----- Selected text

Corn is a classic American crop. First cultivated in North America thousands of years ago, it now blankets American farmland from coast to coast. The U.S. grows more corn than any other country. And the grain is used for everything from tortilla chips to cow feed, to biofuel.

But like most crops, corn is facing a new risk – climate change. Climate change isn’t just making the world warmer. It’s also changing when and how much rain falls. This leaves more corn farmers at risk of facing drought during part of the growing season.

Unfortunately, not all droughts are created equal. If it strikes at the wrong time, an entire field can be lost.

“A severe drought during the corn reproductive stage can cause a complete crop failure. Thus, understanding corn responses to drought and managing accordingly is critical for successful corn production,” says Ranadheer Vennam, graduate student in the Plant and Soil Sciences department at Mississippi State University.

Vennam studies how corn responds to drought. In his latest research, Vennam and his lab group looked at how sensitive corn flowering is to drought and the impacts it has for farmers.

----------

Task brief - Continue the text about corn and drought, starting after its final sentence.

----- Data

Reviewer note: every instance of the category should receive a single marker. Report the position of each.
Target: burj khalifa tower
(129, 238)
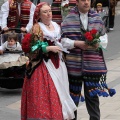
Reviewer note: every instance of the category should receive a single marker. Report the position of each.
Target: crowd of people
(61, 57)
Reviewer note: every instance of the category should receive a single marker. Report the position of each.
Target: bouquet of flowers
(92, 37)
(65, 8)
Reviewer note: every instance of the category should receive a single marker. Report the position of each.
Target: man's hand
(81, 44)
(54, 49)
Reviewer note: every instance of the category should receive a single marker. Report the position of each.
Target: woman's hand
(54, 49)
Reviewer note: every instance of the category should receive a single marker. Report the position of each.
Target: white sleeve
(30, 23)
(67, 43)
(19, 47)
(104, 40)
(5, 12)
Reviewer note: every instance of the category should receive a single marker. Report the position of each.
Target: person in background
(113, 3)
(11, 44)
(18, 14)
(85, 62)
(45, 93)
(58, 7)
(1, 2)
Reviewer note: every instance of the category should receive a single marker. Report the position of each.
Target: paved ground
(110, 106)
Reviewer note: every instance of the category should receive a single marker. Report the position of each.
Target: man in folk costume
(18, 14)
(57, 9)
(85, 64)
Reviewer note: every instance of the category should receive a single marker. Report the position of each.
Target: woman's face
(45, 13)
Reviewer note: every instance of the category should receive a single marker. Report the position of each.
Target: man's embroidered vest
(14, 18)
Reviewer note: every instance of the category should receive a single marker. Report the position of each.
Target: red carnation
(26, 43)
(93, 31)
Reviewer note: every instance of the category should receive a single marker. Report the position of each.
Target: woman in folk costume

----------

Result of the exercise -
Vennam presented his work at the 2022 ASA-CSSA-SSSA annual meeting, held in Baltimore, Maryland.

Corn flowering is rather complex. Each individual ovule sends out a very long silk, which must capture pollen from the tassels above the plant in order to produce a kernel. This requires careful coordination. “Successful reproduction in corn is all about timing,” says Dr. Raju Bheemanahalli (Vennam’s supervisor). “It takes less than two weeks for corn to pollinate, which is extremely sensitive to stressors, including drought.”

To determine the impact drought has on this process, Vennam’s team exposed corn plants to various levels of drought during flowering. They ran their trial at the R. R. Foil Plant Science Research Center, Mississippi State University. During the two-week flowering period, the researchers reduced the amount of water each plant received. In the most extreme test, the plants received just 20% of the amount of water they needed.

To track how drought affects the plants, the researchers measured how much the silks grew every day. They also measured the final yield and key quality traits of the kernels, like the amount of starch and protein they had. Vennam’s study also tracked key aspects of plant growth, like the leaf chlorophyll content.

When exposed to severe drought, the ears of corn produced much less silk biomass than healthy ears did. The number of silks was also about one-third lower. Without enough healthy silks, corn ears can’t grow many kernels. Vennam saw that yield decreased by 90% in the severe drought treatment. This drop in yield came from a severe reduction in both the number of kernels and how much each kernel weighed.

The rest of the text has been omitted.